BEGIN Supplied data

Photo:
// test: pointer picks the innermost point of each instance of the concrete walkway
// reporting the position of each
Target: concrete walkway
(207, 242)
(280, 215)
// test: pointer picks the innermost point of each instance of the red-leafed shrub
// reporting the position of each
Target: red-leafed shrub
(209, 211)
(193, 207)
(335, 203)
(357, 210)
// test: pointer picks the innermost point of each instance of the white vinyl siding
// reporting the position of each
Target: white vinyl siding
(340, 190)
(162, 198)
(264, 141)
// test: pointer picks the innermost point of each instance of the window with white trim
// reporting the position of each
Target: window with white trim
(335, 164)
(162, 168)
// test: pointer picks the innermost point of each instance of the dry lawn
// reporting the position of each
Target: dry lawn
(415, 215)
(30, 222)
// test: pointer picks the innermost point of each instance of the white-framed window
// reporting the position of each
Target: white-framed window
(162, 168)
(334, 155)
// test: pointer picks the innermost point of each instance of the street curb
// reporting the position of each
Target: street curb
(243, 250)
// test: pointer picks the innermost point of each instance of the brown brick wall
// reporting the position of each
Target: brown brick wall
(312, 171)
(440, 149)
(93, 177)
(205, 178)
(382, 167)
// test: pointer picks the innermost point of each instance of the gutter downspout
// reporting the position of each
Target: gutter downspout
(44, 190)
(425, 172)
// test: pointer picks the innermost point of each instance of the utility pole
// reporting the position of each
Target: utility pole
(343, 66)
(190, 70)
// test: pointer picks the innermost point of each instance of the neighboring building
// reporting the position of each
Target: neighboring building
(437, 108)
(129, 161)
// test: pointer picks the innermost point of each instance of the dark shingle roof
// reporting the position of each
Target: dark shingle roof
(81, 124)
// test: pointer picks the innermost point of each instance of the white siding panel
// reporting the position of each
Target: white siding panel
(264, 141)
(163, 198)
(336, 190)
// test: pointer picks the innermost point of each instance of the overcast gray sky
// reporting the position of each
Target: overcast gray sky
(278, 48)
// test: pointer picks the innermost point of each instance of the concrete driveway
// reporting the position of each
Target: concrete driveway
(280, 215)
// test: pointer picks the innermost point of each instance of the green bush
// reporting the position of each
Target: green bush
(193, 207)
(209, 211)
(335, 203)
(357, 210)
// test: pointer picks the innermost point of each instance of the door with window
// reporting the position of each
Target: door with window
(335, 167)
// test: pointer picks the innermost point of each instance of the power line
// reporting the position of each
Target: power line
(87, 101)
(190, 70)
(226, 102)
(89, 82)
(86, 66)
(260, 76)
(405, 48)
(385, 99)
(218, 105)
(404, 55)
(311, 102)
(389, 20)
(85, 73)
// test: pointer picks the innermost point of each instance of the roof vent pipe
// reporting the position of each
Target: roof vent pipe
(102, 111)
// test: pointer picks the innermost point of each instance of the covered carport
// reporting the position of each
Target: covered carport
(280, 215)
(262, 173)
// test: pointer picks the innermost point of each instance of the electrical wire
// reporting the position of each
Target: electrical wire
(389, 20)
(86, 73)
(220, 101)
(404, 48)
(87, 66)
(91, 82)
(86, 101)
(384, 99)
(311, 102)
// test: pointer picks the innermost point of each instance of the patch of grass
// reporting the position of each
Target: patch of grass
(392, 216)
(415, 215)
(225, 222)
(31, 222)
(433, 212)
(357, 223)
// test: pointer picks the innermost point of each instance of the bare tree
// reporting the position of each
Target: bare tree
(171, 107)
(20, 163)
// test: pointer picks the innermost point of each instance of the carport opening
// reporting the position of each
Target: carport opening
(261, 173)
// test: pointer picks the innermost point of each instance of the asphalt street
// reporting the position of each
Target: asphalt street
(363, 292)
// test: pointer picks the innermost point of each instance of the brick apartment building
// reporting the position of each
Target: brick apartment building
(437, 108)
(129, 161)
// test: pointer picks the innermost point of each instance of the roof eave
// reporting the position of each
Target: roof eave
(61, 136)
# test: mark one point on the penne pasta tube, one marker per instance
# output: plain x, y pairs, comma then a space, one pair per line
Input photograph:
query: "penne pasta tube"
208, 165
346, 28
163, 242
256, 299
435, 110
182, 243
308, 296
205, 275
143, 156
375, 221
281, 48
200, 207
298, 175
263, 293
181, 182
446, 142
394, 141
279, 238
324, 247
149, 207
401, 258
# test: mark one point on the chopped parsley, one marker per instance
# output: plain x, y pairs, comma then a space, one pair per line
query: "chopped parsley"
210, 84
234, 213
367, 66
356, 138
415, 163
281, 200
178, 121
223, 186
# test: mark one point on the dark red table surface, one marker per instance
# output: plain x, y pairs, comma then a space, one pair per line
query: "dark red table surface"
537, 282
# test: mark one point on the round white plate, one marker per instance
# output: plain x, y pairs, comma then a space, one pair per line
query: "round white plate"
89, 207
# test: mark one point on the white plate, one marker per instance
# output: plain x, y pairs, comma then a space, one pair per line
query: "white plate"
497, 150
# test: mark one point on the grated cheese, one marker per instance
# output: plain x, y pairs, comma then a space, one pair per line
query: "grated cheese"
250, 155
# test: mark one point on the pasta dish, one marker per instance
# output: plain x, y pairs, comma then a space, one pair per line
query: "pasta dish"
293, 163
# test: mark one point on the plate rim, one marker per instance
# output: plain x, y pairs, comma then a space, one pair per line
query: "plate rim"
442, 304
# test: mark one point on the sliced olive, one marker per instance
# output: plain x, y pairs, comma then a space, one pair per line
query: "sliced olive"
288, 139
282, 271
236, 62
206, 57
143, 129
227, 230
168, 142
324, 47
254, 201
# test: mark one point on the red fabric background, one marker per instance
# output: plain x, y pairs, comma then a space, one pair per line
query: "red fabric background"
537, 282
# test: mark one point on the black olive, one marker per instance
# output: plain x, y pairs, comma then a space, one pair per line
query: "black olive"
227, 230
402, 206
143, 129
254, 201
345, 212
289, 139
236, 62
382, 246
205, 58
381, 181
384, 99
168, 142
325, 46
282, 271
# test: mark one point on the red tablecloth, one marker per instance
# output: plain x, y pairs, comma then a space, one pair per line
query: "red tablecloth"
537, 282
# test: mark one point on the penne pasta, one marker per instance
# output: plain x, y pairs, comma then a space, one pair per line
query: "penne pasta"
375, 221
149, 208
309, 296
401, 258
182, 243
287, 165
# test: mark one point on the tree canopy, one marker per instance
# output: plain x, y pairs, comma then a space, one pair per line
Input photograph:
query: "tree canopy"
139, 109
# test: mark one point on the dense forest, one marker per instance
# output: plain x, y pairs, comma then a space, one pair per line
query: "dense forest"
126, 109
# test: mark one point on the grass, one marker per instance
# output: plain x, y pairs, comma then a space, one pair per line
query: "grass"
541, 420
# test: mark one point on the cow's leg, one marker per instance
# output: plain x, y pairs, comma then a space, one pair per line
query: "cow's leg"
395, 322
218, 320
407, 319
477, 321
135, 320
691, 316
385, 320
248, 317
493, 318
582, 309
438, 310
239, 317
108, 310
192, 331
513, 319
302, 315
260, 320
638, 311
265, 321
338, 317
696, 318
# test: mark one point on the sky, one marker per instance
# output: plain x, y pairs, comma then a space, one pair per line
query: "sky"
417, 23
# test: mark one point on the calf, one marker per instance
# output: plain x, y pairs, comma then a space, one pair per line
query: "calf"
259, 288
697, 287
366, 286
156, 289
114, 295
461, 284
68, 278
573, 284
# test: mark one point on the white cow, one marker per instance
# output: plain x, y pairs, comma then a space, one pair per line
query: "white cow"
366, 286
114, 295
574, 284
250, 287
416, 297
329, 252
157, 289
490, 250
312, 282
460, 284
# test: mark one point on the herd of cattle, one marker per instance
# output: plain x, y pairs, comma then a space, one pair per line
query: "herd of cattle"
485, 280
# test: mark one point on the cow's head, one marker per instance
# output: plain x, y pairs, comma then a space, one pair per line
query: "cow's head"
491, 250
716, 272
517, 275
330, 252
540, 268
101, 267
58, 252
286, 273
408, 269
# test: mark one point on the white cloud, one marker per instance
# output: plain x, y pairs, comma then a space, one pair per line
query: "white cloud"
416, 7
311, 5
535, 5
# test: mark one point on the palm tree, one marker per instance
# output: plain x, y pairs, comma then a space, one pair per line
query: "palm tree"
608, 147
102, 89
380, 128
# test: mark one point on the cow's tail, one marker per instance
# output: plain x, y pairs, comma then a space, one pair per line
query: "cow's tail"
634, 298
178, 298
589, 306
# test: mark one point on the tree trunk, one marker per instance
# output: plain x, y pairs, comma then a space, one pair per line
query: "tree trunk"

END Supplied data

◆ **Task details**
Starting at the line containing "# test: mark one point on the white cloud, one" and ending at the last of the lines above, give those lines as a JSON list of strings, one string per line, leaving out any blank lines.

◆ **Correct answer**
[
  "# test: mark one point on the white cloud, one marker per instance",
  "# output: plain x, y pairs, comma then a space, one pair per line",
  "query: \"white cloud\"",
  "416, 7",
  "311, 5",
  "535, 5",
  "# test: mark one point on the palm tree, one marker per instance",
  "# output: plain x, y pairs, comma then a space, one pair per line",
  "query: \"palm tree\"",
  "608, 147",
  "102, 89",
  "380, 128",
  "# test: mark one point on the cow's tail, one marker per instance",
  "# output: plain x, y pairs, comma then a space, one pair per line",
  "query: \"cow's tail\"",
  "634, 298",
  "178, 298",
  "589, 306",
  "# test: mark one point on the tree trunk, one marker per instance",
  "# output: plain x, y pairs, comma then a space, one pair per line",
  "query: \"tree trunk\""
]